» **Document extract**
# # # #

The fourth building has four galleries, Presidential, Research and Development, Space and Global Reach, housing more than 70 aircraft, missiles, and space vehicles. Also in the fourth building is an enlarged educational outreach area with three science, technology, engineering and math (STEM) Learning Nodes. Previously these collections were housed in an annex facility on Area B of Wright-Patterson Air Force Base (the former Wright Field). Because the annex was physically located on the base itself, museum guests were required to go through additional security checks before taking museum buses to the hangar.

The museum owns other USAF aircraft, including former U.S. Army Air Service, USAAC or USAAF aircraft, that are on loan to other aerospace museums in the United States and overseas, as well as those on permanent static display at various U.S. Air Force installations and tenant activities worldwide, and at Air Force Reserve and Air National Guard installations across the United States. Most of these loaned aircraft duplicate aircraft exhibited by the museum. These other aircraft remain the property of the Department of the Air Force and are typically identified at these locations as being "On Loan from the National Museum of the U.S. Air Force." The museum's staff has very high standards for the restoration and quality of care of loaned assets and has, in the past, revoked these loans when it was deemed that these other museums did not have the resources to properly care for an artifact. This happened in the case of the famous Boeing B-17 Flying Fortress, Memphis Belle.

# # # #

» **Dataset extract**
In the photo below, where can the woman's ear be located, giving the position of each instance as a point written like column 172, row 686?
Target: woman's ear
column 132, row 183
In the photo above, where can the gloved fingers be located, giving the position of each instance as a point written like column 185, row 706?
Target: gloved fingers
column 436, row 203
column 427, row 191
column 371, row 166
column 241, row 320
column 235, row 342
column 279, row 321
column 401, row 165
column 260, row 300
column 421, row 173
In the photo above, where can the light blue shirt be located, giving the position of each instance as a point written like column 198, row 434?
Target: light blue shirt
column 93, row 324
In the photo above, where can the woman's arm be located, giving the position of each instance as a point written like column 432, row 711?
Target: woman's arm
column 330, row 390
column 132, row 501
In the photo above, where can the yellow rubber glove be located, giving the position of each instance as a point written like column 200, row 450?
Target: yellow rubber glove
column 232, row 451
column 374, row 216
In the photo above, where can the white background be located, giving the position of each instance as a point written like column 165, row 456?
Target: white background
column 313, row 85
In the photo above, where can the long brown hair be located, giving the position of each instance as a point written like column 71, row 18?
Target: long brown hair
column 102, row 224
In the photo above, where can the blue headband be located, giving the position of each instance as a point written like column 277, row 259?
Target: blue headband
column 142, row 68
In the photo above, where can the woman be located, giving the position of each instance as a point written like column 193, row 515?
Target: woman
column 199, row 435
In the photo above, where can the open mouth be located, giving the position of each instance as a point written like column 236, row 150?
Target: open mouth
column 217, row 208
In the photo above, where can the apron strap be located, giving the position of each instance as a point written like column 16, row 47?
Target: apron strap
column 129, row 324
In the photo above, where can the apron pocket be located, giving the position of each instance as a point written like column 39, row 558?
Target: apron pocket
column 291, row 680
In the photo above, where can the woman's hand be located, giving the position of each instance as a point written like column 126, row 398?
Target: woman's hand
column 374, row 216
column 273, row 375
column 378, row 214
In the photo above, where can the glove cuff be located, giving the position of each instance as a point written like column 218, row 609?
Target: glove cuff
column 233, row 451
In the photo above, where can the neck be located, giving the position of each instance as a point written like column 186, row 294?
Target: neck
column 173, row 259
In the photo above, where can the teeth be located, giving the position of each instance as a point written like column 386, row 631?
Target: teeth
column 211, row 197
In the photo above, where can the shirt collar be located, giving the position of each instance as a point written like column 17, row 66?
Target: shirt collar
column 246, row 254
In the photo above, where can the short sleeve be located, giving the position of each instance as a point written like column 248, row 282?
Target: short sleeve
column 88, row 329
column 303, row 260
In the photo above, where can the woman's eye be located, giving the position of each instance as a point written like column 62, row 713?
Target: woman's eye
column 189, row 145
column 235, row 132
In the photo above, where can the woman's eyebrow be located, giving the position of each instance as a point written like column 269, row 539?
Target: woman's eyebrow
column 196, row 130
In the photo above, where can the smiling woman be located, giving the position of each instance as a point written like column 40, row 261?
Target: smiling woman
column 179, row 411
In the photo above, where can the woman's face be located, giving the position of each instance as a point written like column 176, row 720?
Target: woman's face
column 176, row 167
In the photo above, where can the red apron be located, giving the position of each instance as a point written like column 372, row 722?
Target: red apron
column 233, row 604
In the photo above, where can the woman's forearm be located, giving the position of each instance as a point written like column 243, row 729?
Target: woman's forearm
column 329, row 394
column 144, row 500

# # # #

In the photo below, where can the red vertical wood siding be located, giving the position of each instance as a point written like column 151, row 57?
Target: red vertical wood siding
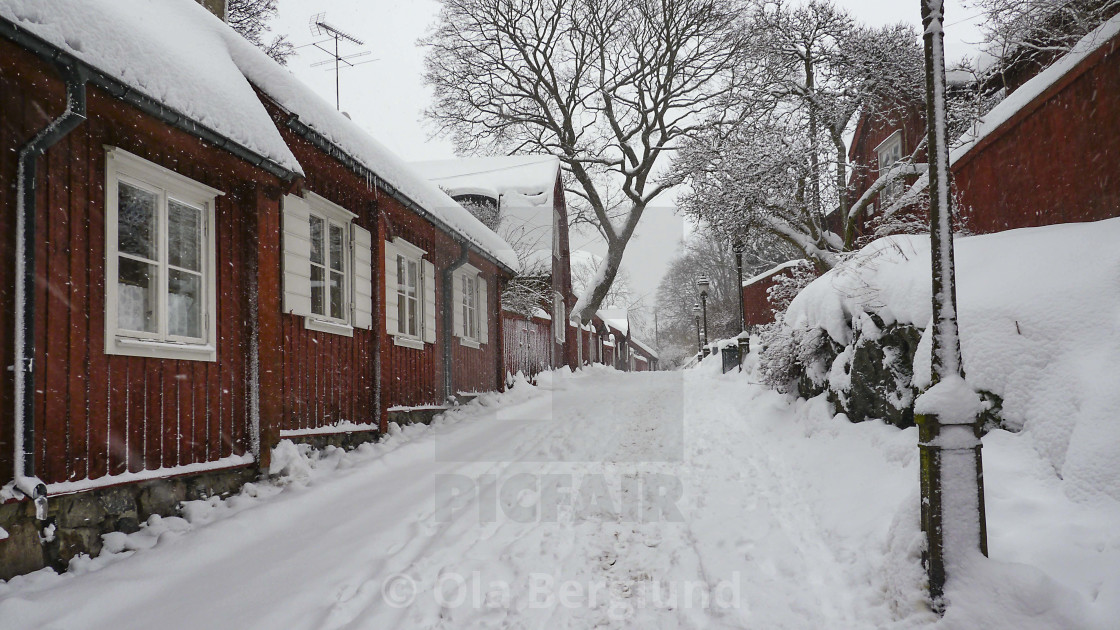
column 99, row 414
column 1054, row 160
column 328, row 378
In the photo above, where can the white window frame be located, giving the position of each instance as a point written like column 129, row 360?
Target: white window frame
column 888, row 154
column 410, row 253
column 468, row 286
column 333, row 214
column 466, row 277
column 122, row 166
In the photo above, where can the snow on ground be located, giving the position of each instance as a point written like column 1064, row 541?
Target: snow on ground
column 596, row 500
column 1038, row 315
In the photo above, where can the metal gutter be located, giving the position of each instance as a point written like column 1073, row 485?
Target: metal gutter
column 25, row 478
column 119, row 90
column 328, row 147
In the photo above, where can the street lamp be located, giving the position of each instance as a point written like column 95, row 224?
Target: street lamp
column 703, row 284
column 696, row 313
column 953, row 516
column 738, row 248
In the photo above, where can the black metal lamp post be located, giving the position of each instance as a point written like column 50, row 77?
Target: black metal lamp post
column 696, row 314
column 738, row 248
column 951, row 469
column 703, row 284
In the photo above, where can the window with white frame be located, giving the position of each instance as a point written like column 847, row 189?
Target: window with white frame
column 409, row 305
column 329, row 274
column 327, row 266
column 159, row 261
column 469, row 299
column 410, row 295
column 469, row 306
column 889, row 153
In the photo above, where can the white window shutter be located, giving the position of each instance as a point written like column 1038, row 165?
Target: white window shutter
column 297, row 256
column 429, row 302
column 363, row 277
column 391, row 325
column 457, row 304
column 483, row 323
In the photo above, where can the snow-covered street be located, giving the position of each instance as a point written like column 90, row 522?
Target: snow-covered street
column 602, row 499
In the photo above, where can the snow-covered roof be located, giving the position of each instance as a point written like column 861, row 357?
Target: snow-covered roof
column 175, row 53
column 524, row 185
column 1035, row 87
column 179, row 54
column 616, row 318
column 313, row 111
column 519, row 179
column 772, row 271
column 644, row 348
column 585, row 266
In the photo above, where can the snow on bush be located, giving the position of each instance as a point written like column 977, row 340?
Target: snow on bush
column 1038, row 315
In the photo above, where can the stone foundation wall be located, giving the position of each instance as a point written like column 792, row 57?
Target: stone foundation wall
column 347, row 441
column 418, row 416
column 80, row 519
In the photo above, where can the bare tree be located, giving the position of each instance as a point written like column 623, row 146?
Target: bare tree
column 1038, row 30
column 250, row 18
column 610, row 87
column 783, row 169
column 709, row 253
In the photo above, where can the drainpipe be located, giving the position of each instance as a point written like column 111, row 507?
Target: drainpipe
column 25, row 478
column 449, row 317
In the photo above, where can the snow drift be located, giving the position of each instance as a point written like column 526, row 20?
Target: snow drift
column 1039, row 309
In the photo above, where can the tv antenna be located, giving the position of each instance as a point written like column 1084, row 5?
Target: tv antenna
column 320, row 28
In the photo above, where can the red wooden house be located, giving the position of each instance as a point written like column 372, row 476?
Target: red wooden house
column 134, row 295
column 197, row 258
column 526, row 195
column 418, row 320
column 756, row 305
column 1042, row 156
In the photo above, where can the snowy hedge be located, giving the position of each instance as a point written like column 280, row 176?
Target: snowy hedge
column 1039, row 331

# # # #

» **Questions to answer**
**a)** Retype the Air Force museum passage from the words "The fourth building has" through the words "to the hangar.".
**b)** Extend the Air Force museum passage with the text that follows its final sentence.
The rows have nothing to do with the Air Force museum passage.

» **Results of the tasks**
**a)**
The fourth building has four galleries, Presidential, Research and Development, Space and Global Reach, housing more than 70 aircraft, missiles, and space vehicles. Also in the fourth building is an enlarged educational outreach area with three science, technology, engineering and math (STEM) Learning Nodes. Previously these collections were housed in an annex facility on Area B of Wright-Patterson Air Force Base (the former Wright Field). Because the annex was physically located on the base itself, museum guests were required to go through additional security checks before taking museum buses to the hangar.

**b)**
For an additional fee, guests can view aviation- and space-oriented films in a large format theater interspersed primarily with other documentaries. In 2013, the Air Force Museum Theater was upgraded from IMAX to digital 3D. The renovation included a new stage, theater seats, and a new theater screen to support a broader range of programming—including educational presentations, live broadcasts and expanded documentary choices. It also included a 7.1 surround-sound system, audio devices for the hearing or visually impaired, and personal closed captioning systems.

==Air Force Museum Foundation==
The Air Force Museum Foundation is a private, non-profit organization that supports the mission and goals of the National Museum of the U.S. Air Force.

Also, donating to the National U.S. Air Force Museum is allowed.

==See also==
- American Air Museum in Britain
- Mighty Eighth Air Force Museum
- National Museum of the Marine Corps
- National Museum of the United States Army
- National Museum of the United States Navy
- National Naval Aviation Museum (the U.S. Navy's equivalent facility to the NMUSAF)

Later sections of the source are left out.